─── MATERIAL SHOWN
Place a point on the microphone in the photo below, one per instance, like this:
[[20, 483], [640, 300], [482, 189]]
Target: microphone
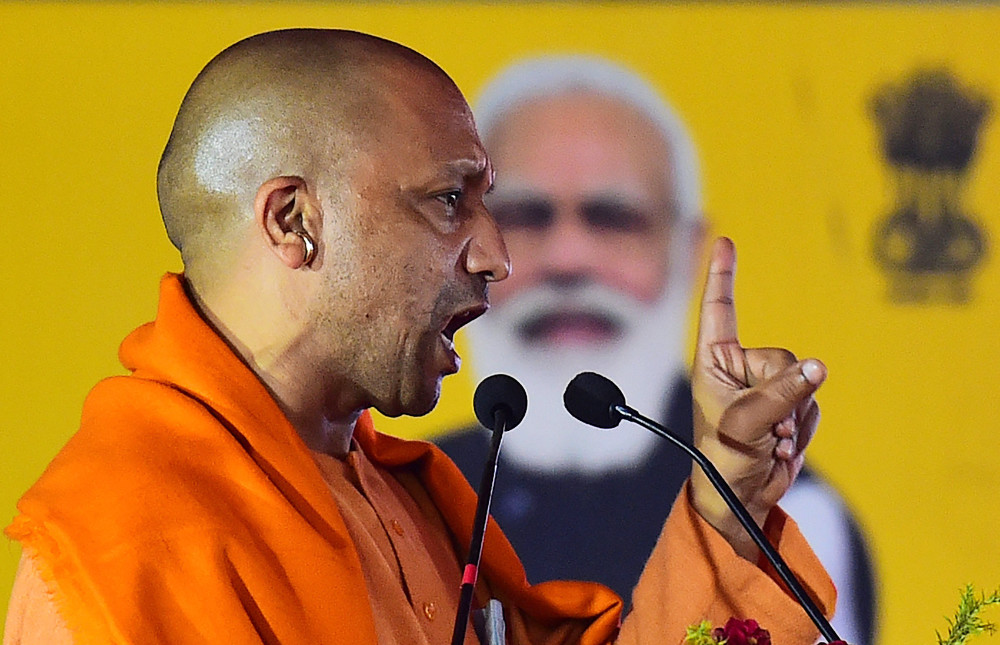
──────
─── MATERIAL SHOWN
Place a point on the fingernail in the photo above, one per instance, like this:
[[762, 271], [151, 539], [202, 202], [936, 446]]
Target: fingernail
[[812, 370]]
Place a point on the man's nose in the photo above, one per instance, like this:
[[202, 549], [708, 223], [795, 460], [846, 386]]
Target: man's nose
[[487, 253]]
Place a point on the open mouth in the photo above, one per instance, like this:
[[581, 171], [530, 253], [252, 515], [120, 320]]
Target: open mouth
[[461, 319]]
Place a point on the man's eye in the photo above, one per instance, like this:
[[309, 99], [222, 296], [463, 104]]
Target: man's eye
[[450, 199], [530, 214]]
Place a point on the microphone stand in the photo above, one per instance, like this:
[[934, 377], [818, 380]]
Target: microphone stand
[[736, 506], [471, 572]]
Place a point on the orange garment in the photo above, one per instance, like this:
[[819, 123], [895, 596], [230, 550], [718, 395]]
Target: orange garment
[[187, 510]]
──────
─── MATERIAL SHOWN
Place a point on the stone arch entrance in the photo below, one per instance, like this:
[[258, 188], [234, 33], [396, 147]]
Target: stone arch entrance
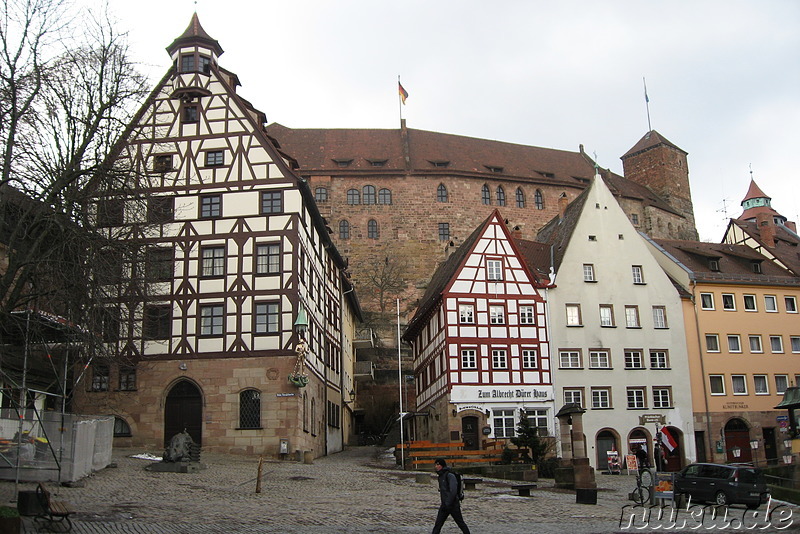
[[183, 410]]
──────
= INSTRUCTION =
Can you transcribe the lines from the one containing "Place a point on the man's eye" through the one containing "[[736, 506], [471, 572]]", word for word?

= RESPONSE TO THIS EXERCISE =
Place a point on the man's eye in the photo above, one per instance, like this:
[[309, 99], [222, 296], [463, 104]]
Target: man's eye
[[450, 199], [530, 214]]
Place a point on the microphone stand in the photo above, one per instance, like this:
[[934, 377], [818, 380]]
Target: microphone stand
[[736, 506], [471, 572]]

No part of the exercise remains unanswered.